Give back every line of the data exactly. Pictures are not part of the copy.

*** Opening Listed entries ***

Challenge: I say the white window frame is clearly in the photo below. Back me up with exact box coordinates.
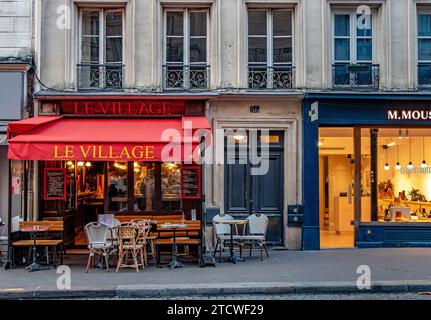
[331,10,375,65]
[163,8,209,67]
[78,8,125,66]
[247,8,294,68]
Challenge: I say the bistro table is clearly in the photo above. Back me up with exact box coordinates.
[160,223,187,269]
[214,220,247,264]
[20,225,50,272]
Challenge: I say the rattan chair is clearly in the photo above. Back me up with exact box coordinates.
[212,214,242,262]
[84,222,114,272]
[116,225,145,272]
[241,213,269,261]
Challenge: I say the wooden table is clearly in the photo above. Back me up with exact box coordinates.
[160,223,187,269]
[214,220,247,264]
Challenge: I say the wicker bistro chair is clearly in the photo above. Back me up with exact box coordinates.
[0,222,7,267]
[116,225,145,272]
[84,222,114,272]
[241,213,269,261]
[212,214,243,263]
[132,219,157,265]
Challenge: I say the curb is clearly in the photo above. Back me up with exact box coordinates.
[2,280,431,299]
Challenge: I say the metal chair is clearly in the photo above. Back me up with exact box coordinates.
[212,214,242,262]
[241,213,269,261]
[116,225,145,272]
[0,222,7,267]
[84,222,113,272]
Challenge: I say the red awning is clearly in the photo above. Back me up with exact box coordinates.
[8,116,210,162]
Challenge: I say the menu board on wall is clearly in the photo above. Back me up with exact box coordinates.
[181,166,201,199]
[43,168,66,200]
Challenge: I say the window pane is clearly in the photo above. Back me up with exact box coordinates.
[161,164,182,212]
[418,14,431,37]
[82,11,99,35]
[134,163,155,212]
[334,38,350,61]
[248,10,267,35]
[190,12,206,37]
[334,15,350,36]
[357,38,372,61]
[166,37,184,62]
[167,12,183,36]
[273,11,292,36]
[106,11,122,37]
[273,37,292,63]
[356,14,372,37]
[106,37,122,62]
[107,162,128,212]
[248,37,267,63]
[81,37,99,63]
[190,38,206,63]
[419,39,431,61]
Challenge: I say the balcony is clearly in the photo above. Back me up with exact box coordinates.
[332,63,379,90]
[163,65,210,90]
[248,65,295,89]
[418,63,431,88]
[77,64,124,90]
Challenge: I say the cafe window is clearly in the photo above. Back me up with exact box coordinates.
[107,162,128,212]
[161,163,182,211]
[133,162,155,212]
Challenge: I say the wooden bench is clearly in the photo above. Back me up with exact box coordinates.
[12,221,64,267]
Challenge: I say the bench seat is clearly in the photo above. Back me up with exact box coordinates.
[12,239,63,246]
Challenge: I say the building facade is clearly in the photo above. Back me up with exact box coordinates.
[4,0,431,254]
[0,0,34,239]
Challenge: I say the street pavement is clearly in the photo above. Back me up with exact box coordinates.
[1,248,431,299]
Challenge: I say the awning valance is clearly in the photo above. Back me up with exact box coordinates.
[7,116,210,162]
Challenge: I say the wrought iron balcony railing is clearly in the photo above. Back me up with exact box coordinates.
[332,63,379,90]
[77,64,124,90]
[248,65,295,89]
[418,63,431,88]
[163,64,210,90]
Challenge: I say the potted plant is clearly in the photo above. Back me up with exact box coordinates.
[408,188,426,202]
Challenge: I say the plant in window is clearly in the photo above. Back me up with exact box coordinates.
[408,188,426,202]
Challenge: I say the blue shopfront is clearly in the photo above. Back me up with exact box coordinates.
[303,93,431,250]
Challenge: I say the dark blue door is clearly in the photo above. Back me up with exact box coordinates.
[225,131,284,245]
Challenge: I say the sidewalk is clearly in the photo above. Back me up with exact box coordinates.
[1,248,431,298]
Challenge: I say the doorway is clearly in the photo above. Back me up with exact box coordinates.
[318,128,357,248]
[224,130,284,245]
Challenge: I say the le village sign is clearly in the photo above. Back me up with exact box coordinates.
[41,100,188,116]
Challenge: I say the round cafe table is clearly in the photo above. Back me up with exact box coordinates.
[20,225,50,272]
[160,223,187,269]
[214,220,247,264]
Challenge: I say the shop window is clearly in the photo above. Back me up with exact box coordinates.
[107,162,128,212]
[247,9,294,89]
[332,11,379,89]
[164,9,209,89]
[133,162,155,212]
[161,163,182,211]
[78,9,124,89]
[418,13,431,87]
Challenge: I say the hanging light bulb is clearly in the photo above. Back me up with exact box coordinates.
[85,161,92,167]
[421,160,427,169]
[407,161,414,170]
[395,145,401,170]
[399,129,403,139]
[421,137,427,169]
[406,129,410,139]
[395,162,401,170]
[384,163,390,171]
[77,161,84,167]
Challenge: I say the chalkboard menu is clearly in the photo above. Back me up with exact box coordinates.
[43,168,66,200]
[181,166,201,199]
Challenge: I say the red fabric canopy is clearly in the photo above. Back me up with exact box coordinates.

*** Closing Listed entries ***

Answer to this task:
Challenge: I say the white window frame is clearly in the photo below. Back me up with exact box coordinates.
[331,10,375,65]
[163,8,209,67]
[78,8,125,66]
[247,8,294,68]
Challenge: I say the bistro table is clearly in the photo above. Back me up with exact box coordinates.
[160,223,187,269]
[214,220,247,264]
[20,225,50,272]
Challenge: I say the rattan chair is clearly in the photo above. Back me up with exact box coordinates.
[212,214,242,262]
[84,222,114,272]
[116,225,145,272]
[241,213,269,261]
Challenge: I say the wooden table is clearly in the photo above. Back me up with exact box coordinates.
[160,223,187,269]
[214,220,247,264]
Challenge: I say the wicker bistro chair is clearly in the photo above. Back me up with exact box coordinates.
[0,222,7,267]
[116,225,145,272]
[84,222,114,272]
[241,213,269,261]
[212,214,243,263]
[132,219,157,265]
Challenge: I say the curb is clearly in the photo above. Back me up with exact box coordinates.
[2,280,431,299]
Challenge: I say the metal chair is clearly in the photo above. Back me up with exact box coordinates.
[212,214,242,262]
[241,213,269,261]
[116,225,145,272]
[0,222,7,267]
[84,222,113,272]
Challenge: I say the red awning is clearly in the photo above. Back me up with exact box coordinates.
[8,116,210,162]
Challenge: I say the menu board on wall is clearly in the photo above. Back me up with exact box coordinates.
[181,166,201,199]
[43,168,66,200]
Challenge: I say the window pane is clearly in the photo above. Back me up with exact box coordinates.
[161,164,182,212]
[418,14,431,37]
[82,11,99,35]
[134,163,155,212]
[334,38,350,61]
[248,10,267,35]
[190,12,206,37]
[334,15,350,36]
[357,38,372,61]
[166,37,184,62]
[167,12,183,36]
[273,11,292,36]
[106,11,122,37]
[273,37,292,63]
[356,14,372,37]
[106,37,122,62]
[107,162,128,212]
[248,37,267,63]
[81,37,99,63]
[190,38,206,63]
[419,39,431,61]
Challenge: I say the balcony is clearly in the photo above. Back me up with exact box coordinates.
[332,63,379,90]
[163,65,210,90]
[248,65,295,89]
[418,63,431,88]
[77,64,124,90]
Challenge: I say the cafe window is clearly in the photo above. Back me up with exact box coordinates.
[107,162,128,212]
[161,163,182,211]
[133,162,155,212]
Challenge: I say the wooden bench is clearly in the photo above. Back me up with exact box coordinates.
[12,221,64,267]
Challenge: I say the bench seat is clearly in the photo above. Back me up with exact box coordinates.
[12,239,63,246]
Challenge: I say the building facade is clearly in the photo above. Back me up with exact box coordinates.
[4,0,431,254]
[0,0,34,239]
Challenge: I say the street pavement is clearly in the photo above. Back me up with exact box coordinates.
[1,248,431,299]
Challenge: I say the awning valance is clearly in the photo above. Back me up with exact box coordinates.
[7,116,210,162]
Challenge: I say the wrought iron balcony railing is clearly in the photo above. Back me up with exact box coordinates.
[332,63,379,90]
[77,64,124,90]
[248,65,295,89]
[418,63,431,88]
[163,64,210,90]
Challenge: I say the potted plant is clearly in the photo above. Back me up with exact box coordinates.
[408,188,426,202]
Challenge: I say the plant in window is clearly in the photo above. Back me up with exact box coordinates.
[408,188,426,202]
Challenge: I say the blue shopfront is clearly in the photo above. Back me up with exact box coordinates.
[303,93,431,250]
Challenge: I say the dark blue door is clearly in the photo above. Back me up with exact box coordinates.
[225,131,284,245]
Challenge: I say the sidewalk is clearly in the photo above. Back me up with exact box coordinates.
[1,248,431,298]
Challenge: I say the doorway is clearly in the photo above. Back me up with exact box coordinates.
[318,128,357,248]
[224,130,284,245]
Challenge: I say the le village sign is clearly in the photo above. Back me up with exact box coordinates.
[41,100,188,116]
Challenge: I say the round cafe table is clearly in the photo above. Back me up with exact box coordinates.
[20,225,50,272]
[160,223,187,269]
[214,220,247,264]
Challenge: I say the shop window is clearly in the photo above. Back me up with exact box coordinates.
[107,162,128,212]
[247,9,294,89]
[332,11,379,89]
[164,9,209,89]
[133,162,155,212]
[161,163,182,211]
[78,9,124,89]
[418,13,431,87]
Challenge: I say the hanging light bulb is clearly in the photo above. Back me up with exact box coordinates.
[85,161,92,167]
[421,160,427,169]
[407,161,414,170]
[395,145,401,170]
[399,129,403,139]
[421,137,427,169]
[406,129,410,139]
[395,162,401,170]
[384,163,390,171]
[77,161,84,167]
Challenge: I say the chalkboard menu is clearly in the photo above. Back me up with exact box coordinates.
[43,168,66,200]
[181,166,201,199]
Challenge: I say the red fabric canopy is clearly in the photo above. Back me up with exact box coordinates.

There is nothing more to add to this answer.